_What needs to be done_
Transcribe the entries that follow, word for word.

(Excerpt from a dataset)
====
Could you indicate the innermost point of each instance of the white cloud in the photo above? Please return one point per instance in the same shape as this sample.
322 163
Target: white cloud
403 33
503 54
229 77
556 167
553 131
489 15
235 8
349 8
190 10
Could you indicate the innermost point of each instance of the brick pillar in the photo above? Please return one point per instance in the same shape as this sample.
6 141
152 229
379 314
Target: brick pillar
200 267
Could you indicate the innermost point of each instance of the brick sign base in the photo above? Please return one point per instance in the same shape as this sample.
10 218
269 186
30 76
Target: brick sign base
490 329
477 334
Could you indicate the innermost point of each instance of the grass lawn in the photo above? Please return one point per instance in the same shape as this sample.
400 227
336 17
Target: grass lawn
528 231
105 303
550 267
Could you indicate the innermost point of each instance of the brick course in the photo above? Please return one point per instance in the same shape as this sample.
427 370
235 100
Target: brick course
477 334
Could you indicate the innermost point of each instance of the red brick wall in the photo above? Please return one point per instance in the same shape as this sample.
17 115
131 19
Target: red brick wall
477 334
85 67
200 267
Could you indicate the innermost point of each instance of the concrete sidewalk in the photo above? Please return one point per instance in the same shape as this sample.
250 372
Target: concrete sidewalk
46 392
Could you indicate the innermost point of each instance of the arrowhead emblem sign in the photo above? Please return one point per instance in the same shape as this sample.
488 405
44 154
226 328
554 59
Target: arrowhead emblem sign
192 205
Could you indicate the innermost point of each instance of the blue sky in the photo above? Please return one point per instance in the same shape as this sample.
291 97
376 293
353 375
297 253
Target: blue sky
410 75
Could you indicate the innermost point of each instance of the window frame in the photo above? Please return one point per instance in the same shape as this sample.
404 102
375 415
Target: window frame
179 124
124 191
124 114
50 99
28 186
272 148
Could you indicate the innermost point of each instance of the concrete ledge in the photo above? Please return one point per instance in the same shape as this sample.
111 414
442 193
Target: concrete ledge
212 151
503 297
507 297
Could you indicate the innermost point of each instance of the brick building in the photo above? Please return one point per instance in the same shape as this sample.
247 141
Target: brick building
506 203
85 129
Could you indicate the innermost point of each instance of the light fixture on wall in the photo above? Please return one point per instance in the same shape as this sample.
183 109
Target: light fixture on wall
====
_Solution to this exercise_
Could you indicate the innermost point of each instance of the white cloud in the photo above? Please return one point per instance in the same shape as this sample.
322 163
Target: white cloud
403 33
503 54
229 77
556 167
553 131
489 15
235 8
349 8
190 10
Could you indicate the innermost point of each instance of the brick pillar in the photo above? Please return one point per instance in the same shape as this sample.
6 141
152 229
379 314
Target: brick pillar
200 267
Could you indicate the innermost point of each instance of the brick sign base in the photo above? Please return one point per instance in the same shape as this sample.
10 218
269 186
30 76
Target: brick sign base
490 329
477 334
Could you indicate the innermost point of each instance of the grass lawn in the photo above? Please return one point per instance in the same shape as this sample.
400 227
336 17
Target: grass lawn
528 231
105 303
550 267
Could you indicate the innermost point of each instance of the brick course in the photo above? Please return one point per instance in the same shape as this sample.
427 370
235 100
Target: brick course
477 334
Could you indicate the innermost point of each instance of the red brick wall in the photo above? Please return one point per instance in the same shape as this sample.
17 115
131 19
Target: red brick wall
477 334
85 67
200 267
Could you indicate the innermost point of each instance of the concrete sidewalk in the photo above? Please return one point per instance in the same shape as this sample.
250 372
Target: concrete sidewalk
46 392
Could you indicate the innermost point of each instance of the arrowhead emblem sign in the photo above? Please return one point per instance in the same shape as this sample.
488 405
44 154
226 328
554 59
Target: arrowhead emblem sign
192 205
Could you indicate the innermost point of each instance of the blue sky in the photo above? Please return one point per instance in the same shape as this sample.
291 97
376 293
353 375
297 253
Target: blue sky
410 75
Could you indicate the innermost point of each instance of the window frame in the photo above? Please return one point per instance in the same shape as this sample.
404 102
375 415
Target: window frame
179 124
124 191
124 114
50 99
28 186
272 148
Could you indicate the innermost point of each instance of the concrete ledge in the photo above? Please return one point per instance in the same shape as this sample.
111 414
442 193
Target: concrete ledge
212 151
503 297
507 297
Could you indicate the innermost point of each instance of the brick building in the photo above? Please return one point per instance in the same shape as this sample.
247 141
Target: brick building
506 203
85 129
Could you indicate the innermost point of each instance of the light fixture on wall in the photo above? Please return one point per instance in the same shape as this sample.
183 109
Target: light fixture on wall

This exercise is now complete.